(GIVEN TASK 1)
Name every James Bond film that the post about T.H.U.N.D.E.R. Agents #1 says had been released in the U.S. by 1965.
(GIVEN TASK 2)
Continue the post about T.H.U.N.D.E.R. Agents #1, starting after its last sentence.

As I’ve mentioned in previous posts, by 1965, my older brother and I had access to numerous fanzines, so we were knowledgeable about the world of comics, or at least much more so than the casual reader. But at that point in time, we weren’t getting any kind of regular comics news about upcoming books or new publishers, so there was always that “shock of the new” sensation when we walked into our local newsstand, which we did with alarming frequency … twice a week. And one late summer day in 1965, a new publisher greeted us, Tower Comics, with T.H.U.N.D.E.R Agents #1. Cover-dated for November 1965 (before the Batman TV show opened up the superhero floodgates), this comic immediately was a familiar sight to me, at least with its artists.

T.H.U.N.D.E.R Agents #1 included work by Wally Wood and Reed Crandall and I knew who both were, outside of their most famous EC comics connections (that discovery came later for me). Wood had just finished a short but memorable run on Daredevil, along with some other inking jobs at Marvel. And I had seen more work by Wood and some stories by Crandall in Warren’s Creepy and Eerie magazines, although I will admit that Crandall doing superheroes was a bit jarring. His incredible inking style on the Warren mags gave me a feeling of old-time illustration, like the kind you’d find in Sherlock Holmes stories or something similar, even though I’m doubtful that I had even experienced anything like that up to this point (although my grandfather had shelves full of Edgar Rice Burroughs books in their original Grosset & Dunlap hardbound editions, sadly minus the painted dustjackets, but an occasional J. Allen St. John illo might have appeared in those).

T.H.U.N.D.E.R. Agents issues 1 through 9, with covers by Wood; #9 is pencilled by John Giunta, inked by Wood.

T.H.U.N.D.E.R. Agents #1 was a canny combination of superheroes and spies, clearly aligning with the twin obsessions of pre-teen boys in the mid-1960s. James Bond was king; by 1965, four Bond films had been released in the U.S. (Dr. No, From Russia with Love, Goldfinger, and Thunderball), and 007 merchandise had flooded the stores. Marvel Comics’ rise in the industry brought a whole new level of superhero awareness to readers, too. T.H.U.N.D.E.R. stood for “The Higher United Nations Defense Enforcement Reserves,” mercifully reduced to a catchy acronym. They weren’t exactly spies along the lines of Marvel’s S.H.I.E.L.D., which premiered roughly around the same time (probably August of 1965), but they were super-powered agents who were at war with a mysterious entity called “The Warlord,” who had his one acronym organization S.P.I.D.E.R. (and I have no idea what that one stands for … make up your own!).

(RECORDED DATA)
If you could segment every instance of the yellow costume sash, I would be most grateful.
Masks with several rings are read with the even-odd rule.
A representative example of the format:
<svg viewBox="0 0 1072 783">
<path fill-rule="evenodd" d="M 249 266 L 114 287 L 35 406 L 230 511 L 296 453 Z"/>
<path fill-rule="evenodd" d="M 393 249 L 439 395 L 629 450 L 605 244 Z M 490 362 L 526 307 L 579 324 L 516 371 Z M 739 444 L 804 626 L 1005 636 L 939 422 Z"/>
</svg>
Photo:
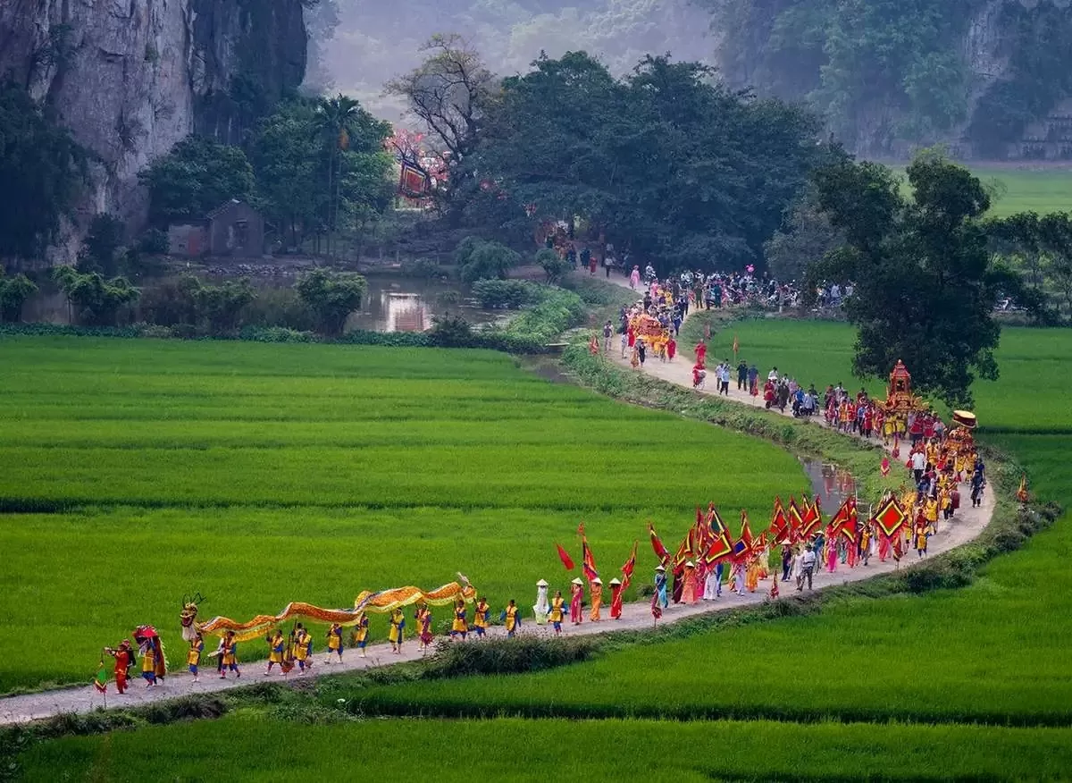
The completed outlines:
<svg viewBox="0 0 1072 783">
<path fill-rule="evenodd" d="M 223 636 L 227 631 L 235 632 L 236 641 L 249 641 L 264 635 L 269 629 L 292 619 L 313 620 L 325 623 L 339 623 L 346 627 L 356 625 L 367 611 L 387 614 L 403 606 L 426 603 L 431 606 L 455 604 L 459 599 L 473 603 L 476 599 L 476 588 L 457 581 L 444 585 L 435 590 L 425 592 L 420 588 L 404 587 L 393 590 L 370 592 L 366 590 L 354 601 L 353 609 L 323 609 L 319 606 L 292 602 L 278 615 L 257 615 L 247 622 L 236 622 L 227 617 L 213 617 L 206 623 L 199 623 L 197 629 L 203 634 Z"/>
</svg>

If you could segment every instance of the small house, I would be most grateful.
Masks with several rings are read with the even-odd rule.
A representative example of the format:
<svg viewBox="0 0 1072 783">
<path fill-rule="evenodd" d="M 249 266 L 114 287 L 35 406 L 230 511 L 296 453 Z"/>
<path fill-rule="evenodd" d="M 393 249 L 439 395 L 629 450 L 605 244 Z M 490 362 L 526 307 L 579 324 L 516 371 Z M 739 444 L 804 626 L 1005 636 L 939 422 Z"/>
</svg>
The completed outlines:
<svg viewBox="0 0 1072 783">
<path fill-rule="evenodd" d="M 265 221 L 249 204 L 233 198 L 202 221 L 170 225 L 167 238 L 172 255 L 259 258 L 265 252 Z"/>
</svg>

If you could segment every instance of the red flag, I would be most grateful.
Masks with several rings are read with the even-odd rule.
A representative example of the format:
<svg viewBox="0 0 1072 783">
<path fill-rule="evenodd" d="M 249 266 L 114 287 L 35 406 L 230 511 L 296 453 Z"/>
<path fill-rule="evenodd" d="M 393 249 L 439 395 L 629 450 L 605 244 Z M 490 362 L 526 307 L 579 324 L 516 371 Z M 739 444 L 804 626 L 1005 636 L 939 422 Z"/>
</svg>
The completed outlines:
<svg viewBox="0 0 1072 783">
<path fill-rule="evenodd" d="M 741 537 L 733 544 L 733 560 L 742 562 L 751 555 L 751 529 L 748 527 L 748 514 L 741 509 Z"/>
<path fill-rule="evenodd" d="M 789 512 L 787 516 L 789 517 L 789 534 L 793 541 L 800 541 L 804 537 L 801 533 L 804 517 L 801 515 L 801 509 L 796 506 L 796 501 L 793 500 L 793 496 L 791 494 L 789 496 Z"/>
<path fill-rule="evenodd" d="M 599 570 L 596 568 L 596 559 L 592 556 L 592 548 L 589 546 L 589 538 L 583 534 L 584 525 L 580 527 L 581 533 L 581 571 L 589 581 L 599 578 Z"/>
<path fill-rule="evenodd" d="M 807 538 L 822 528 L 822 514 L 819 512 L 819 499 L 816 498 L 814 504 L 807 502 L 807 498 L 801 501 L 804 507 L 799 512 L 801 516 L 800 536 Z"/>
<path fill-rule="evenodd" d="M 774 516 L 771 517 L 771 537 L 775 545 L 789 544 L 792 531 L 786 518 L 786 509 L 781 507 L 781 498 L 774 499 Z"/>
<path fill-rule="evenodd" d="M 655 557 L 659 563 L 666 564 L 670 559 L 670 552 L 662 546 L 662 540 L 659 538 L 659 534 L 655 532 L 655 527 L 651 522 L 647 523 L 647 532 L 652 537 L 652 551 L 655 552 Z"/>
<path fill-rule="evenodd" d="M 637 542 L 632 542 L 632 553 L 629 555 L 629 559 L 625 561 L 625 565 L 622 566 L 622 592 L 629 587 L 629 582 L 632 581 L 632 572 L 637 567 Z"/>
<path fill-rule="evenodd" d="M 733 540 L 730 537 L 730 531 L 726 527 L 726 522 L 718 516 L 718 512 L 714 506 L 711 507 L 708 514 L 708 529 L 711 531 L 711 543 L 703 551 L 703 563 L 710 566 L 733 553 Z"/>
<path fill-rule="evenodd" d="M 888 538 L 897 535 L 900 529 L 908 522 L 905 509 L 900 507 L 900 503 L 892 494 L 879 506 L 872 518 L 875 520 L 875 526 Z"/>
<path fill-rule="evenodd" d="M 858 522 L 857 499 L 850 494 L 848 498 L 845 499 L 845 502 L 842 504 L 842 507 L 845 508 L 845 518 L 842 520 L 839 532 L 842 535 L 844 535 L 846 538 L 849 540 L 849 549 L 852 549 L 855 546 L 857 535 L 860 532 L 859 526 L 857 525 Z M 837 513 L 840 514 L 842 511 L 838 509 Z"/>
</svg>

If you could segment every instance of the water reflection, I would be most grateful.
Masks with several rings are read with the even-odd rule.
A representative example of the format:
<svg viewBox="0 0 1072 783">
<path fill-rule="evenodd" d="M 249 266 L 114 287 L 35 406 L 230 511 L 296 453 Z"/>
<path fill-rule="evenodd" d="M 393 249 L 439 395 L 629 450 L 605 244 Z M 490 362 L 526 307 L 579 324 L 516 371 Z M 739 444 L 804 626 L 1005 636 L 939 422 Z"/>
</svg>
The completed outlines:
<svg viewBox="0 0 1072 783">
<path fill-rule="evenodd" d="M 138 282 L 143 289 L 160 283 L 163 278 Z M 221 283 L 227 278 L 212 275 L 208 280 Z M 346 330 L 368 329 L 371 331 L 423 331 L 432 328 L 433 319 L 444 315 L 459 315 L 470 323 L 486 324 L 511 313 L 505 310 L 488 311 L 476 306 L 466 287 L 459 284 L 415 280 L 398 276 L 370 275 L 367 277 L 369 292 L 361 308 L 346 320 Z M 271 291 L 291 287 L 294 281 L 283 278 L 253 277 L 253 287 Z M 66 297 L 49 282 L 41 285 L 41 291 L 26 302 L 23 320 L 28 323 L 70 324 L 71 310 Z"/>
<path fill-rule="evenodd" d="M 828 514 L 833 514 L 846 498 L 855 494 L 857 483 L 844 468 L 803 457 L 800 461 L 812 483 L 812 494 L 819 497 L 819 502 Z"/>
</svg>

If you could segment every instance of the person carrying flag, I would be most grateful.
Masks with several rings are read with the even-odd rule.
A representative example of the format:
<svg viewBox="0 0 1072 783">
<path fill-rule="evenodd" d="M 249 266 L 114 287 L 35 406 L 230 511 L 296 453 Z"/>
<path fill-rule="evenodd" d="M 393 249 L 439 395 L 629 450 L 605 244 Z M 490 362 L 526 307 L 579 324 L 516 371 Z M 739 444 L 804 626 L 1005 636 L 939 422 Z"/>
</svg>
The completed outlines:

(TASK ANSWER 1)
Dr. No, From Russia with Love, Goldfinger, and Thunderball

(TASK ANSWER 2)
Other Tower Comics publications included Undersea Agent (with some great Gil Kane covers and interior art), Fight the Enemy, and Tippy Teen, who outlasted them all.

T.H.U.N.D.E.R. Agents was put out by a new comics company called Tower Comics, whose parent company, Tower Publications, had its fingers in a lot of publishing pies, including sleazy paperbacks via their Midwood Books imprint, and science fiction and fantasy with their Tower Books line. They started in 1959 and ran until 1981, but their comics division was only active from 1965 through 1969. In addition to 20 issues of T.H.U.N.D.E.R. Agents and titles featuring their most popular T.H.U.N.D.E.R. characters, Dynamo (four issues) and NoMan (two issues), they also published a related series called Undersea Agent (six issues), a war title, Fight the Enemy (four issues), and a teen title, Tippy Teen, which outlasted every other Tower title and ran for 27 issues, plus a “Special Collector’s Edition” and two spin-off titles, Teen-In (four issues), and Tippy’s Friends (15 issues). No, we will not be doing a Tippy Teen “Tales from My Spinner Rack” installment, so don’t get your hopes up.

T.H.U.N.D.E.R. Agents 10 through 20 covers along with a Wood sketch for #13. By the time 18-19-20 arrived, they were reprints and came out with increasing infrequency.

As the comics industry heated up in the mid-1960s, writer, editor, and publisher Harry Shorten started the Tower Comics line. He brought on famed comics creator Wally Wood and gave him almost total freedom to just create comics. Shorten handled the business end, and Wood was free to do what he did best. At this point in his career, Wood was most famous for his EC comics work—something I wouldn’t discover for another five or so years, when reprints began with the opulent Nostalgia Press book, Horror Comics of the 1950s—and his short stint at Marvel. Wood had been producing stories for EC’s only surviving title, MAD magazine, but in 1964 one of his stories was rejected, so he quit. He went over to Marvel where Stan Lee promoted the hell out of his work on Daredevil, a title that floundered until Woody took it over with issue #5. In issue #7, he famously redesigned Daredevil’s costume into the streamlined, all-red number still in use today (well … sort of), and created one of the character’s most famous stories: “In Mortal Combat with … Sub-Mariner!” He did seven memorable issues, but left after feeling the Marvel Method of creating comics—where the artist basically plotted and paced the stories, and Stan Lee (or another writer) came in and added dialogue and captions—was too much heavy lifting to do without compensation. So when 1965 rolled around, Wood was able and willing to take on a challenge, and T.H.U.N.D.E.R. Agents #1 was certainly that.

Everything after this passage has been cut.